**PAGE EXCERPT**
● ● ● ● ●
Zero Interference in Cape Town TV White Spaces Trial
Techcentral.co.za says: Zero. Zip. Nada. That’s how much interference a television white-spaces trial in Cape Town [South Africa] by Google and a number of technology partners has caused since it kicked off in March.
News of the success of the project, which involved providing wireless Internet access to 10 schools using unused spectrum between terrestrial television channels, means the first hurdle has been overcome towards deploying the technology commercially.
Advocates of white-spaces spectrum argue that the technology has the potential to bring cheap wireless access to people in emerging markets, especially rural areas, getting millions of people online for the first time.
The advantage of white-spaces technology is that it uses lower frequencies — the bands employed by terrestrial television broadcasters — that travel longer distances than conventional mobile phone signals, making the technology well suited to providing low-cost connectivity to rural communities with poor telecommunications infrastructure. It can also be used for expanding coverage of wireless broadband in densely populated urban areas.
The trial made use of three base stations located at Stellenbosch University’s faculty of medicine and health sciences at Tygerberg in Cape Town.
Google says that during the trial, teachers at the 10 participating schools were able to use videos in lesson plans and make Skype calls to other schools. “Because the service was better and faster, teachers and pupils could, and did, spend more time online.”
● ● ● ● ●
**GIVEN DATA**
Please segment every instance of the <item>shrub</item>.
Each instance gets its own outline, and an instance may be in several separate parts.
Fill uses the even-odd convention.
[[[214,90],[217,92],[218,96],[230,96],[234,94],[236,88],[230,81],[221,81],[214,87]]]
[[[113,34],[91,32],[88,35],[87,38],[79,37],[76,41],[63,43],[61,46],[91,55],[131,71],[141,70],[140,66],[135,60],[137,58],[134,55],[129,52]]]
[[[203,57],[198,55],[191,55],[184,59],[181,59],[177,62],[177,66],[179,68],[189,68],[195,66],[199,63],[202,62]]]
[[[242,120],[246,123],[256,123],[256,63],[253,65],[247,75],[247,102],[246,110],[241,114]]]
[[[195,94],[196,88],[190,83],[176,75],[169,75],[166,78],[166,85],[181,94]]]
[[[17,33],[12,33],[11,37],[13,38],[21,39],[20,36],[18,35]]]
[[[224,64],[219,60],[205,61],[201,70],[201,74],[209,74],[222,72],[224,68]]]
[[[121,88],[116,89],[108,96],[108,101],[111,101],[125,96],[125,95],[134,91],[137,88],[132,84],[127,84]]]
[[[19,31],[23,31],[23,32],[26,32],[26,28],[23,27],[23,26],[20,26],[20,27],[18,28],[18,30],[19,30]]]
● ● ● ● ●
**BRIEF**
Quote everything from "Advocates of white-spaces" down to "the first time." in the Cape Town white-spaces trial text. These items were taken from a separate source.

**TASK ANSWER**
Advocates of white-spaces spectrum argue that the technology has the potential to bring cheap wireless access to people in emerging markets, especially rural areas, getting millions of people online for the first time.